## Stated problem
Pick out each line of the listing below that contains the word "ball" and copy those lines.

## Data records
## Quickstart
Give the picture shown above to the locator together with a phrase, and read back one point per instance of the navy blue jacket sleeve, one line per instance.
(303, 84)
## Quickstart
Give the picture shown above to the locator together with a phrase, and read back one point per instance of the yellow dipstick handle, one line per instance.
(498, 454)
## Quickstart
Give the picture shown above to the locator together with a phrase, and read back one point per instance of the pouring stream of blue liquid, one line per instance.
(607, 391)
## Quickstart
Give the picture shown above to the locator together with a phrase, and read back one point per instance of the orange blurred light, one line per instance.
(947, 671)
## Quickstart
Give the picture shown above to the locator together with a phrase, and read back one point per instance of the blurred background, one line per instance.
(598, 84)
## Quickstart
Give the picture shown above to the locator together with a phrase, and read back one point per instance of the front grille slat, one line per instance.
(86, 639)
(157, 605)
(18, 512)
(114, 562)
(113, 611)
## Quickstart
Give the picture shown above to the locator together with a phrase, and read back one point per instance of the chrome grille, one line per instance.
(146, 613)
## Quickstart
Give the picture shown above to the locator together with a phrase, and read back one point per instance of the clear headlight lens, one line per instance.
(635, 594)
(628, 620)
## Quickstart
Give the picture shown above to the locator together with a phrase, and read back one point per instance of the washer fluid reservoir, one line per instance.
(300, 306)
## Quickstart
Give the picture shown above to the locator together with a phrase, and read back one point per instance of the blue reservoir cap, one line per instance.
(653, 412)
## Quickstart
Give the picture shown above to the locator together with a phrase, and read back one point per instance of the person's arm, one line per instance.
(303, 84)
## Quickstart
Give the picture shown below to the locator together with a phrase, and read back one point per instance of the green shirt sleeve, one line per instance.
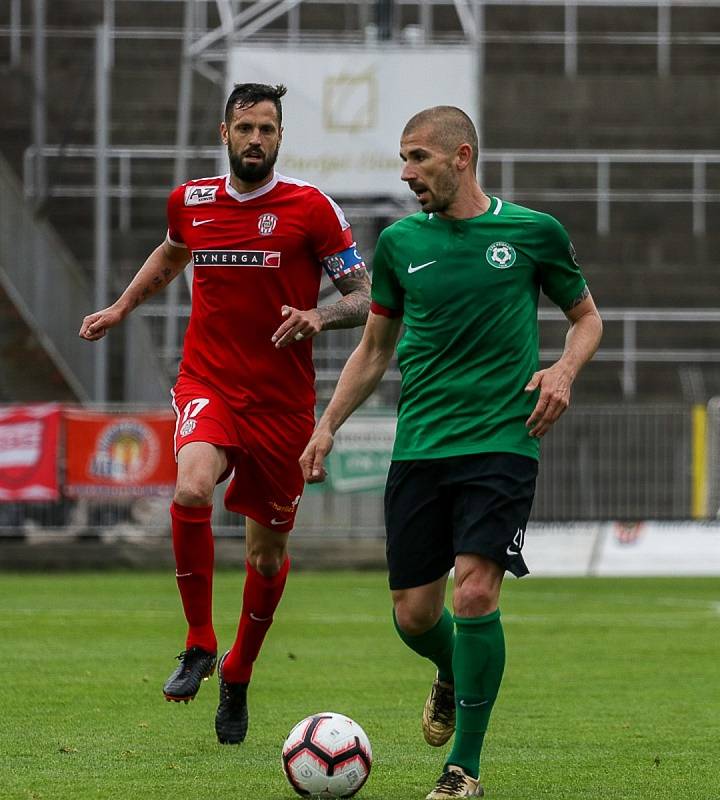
(386, 291)
(560, 276)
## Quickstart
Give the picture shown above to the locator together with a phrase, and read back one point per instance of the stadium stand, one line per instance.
(609, 80)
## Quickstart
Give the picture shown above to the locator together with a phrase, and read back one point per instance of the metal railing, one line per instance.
(124, 187)
(473, 21)
(630, 462)
(47, 287)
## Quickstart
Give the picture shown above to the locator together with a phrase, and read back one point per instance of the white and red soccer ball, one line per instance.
(327, 755)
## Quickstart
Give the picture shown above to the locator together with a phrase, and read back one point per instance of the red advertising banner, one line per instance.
(113, 455)
(28, 453)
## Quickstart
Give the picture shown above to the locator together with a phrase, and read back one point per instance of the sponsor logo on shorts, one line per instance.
(236, 258)
(500, 255)
(188, 427)
(198, 195)
(284, 508)
(266, 224)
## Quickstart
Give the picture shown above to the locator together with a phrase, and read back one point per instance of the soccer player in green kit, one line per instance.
(463, 275)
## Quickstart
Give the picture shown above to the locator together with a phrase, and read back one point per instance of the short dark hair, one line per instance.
(245, 95)
(451, 127)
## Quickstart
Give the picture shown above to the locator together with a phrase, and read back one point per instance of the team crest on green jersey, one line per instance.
(500, 255)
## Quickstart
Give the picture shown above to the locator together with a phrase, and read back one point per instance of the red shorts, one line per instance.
(262, 449)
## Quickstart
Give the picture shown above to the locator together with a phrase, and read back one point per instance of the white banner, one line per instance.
(632, 549)
(346, 108)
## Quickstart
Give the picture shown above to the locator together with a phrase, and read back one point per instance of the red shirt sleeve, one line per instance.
(330, 231)
(175, 202)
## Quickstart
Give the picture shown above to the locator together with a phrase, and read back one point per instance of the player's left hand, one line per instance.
(554, 384)
(298, 325)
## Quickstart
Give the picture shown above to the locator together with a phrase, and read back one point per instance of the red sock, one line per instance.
(194, 556)
(260, 599)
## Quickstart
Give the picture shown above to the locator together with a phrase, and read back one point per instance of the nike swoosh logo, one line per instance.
(412, 269)
(465, 704)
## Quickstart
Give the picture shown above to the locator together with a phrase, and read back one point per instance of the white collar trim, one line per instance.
(243, 197)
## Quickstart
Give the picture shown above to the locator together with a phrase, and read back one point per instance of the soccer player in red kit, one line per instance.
(244, 397)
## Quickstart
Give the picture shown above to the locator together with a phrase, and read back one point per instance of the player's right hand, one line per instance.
(96, 325)
(313, 457)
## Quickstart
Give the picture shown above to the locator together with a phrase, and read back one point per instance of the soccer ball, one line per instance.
(327, 755)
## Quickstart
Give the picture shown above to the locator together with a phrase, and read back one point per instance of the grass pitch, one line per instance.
(611, 691)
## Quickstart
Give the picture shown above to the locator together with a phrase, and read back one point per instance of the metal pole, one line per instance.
(570, 39)
(664, 38)
(507, 178)
(182, 140)
(102, 205)
(15, 37)
(479, 9)
(629, 358)
(603, 196)
(39, 98)
(384, 19)
(699, 196)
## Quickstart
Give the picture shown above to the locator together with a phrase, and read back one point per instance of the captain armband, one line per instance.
(344, 263)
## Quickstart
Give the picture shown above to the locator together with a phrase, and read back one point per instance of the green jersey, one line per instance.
(468, 292)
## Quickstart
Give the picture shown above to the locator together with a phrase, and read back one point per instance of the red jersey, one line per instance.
(253, 253)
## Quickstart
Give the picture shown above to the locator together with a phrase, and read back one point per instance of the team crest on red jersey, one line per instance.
(197, 195)
(266, 224)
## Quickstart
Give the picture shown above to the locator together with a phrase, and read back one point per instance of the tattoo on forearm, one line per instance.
(155, 283)
(582, 296)
(352, 309)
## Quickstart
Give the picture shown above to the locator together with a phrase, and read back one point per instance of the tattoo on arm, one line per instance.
(353, 307)
(157, 282)
(576, 302)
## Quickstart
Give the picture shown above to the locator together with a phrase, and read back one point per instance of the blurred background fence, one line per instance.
(602, 113)
(636, 462)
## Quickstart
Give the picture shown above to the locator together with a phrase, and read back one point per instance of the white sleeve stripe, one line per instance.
(344, 224)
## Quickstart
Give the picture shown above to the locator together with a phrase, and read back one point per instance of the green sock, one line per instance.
(478, 663)
(436, 644)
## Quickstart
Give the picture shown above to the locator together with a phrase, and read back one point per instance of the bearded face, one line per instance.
(252, 137)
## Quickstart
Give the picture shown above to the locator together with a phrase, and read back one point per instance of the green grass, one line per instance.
(611, 691)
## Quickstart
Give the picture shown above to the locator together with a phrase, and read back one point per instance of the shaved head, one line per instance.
(449, 128)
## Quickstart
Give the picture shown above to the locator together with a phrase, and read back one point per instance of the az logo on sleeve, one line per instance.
(197, 195)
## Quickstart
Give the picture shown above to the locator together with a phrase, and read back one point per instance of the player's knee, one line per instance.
(194, 492)
(268, 562)
(414, 619)
(474, 598)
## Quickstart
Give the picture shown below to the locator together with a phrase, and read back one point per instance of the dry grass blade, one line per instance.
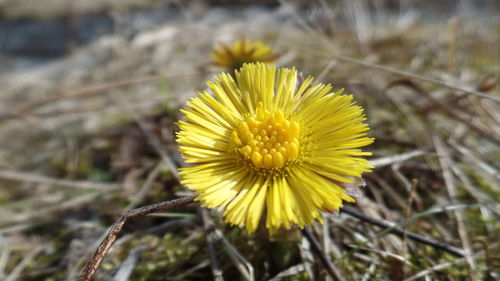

## Result below
Give the picture shown above to the locator together with a phrase, and read back one point per instance of the white and red soccer ball, one line per instance.
Give the picture shown above to the locator together with a phrase, and read back one point per instance of the soccer ball, one line per instance.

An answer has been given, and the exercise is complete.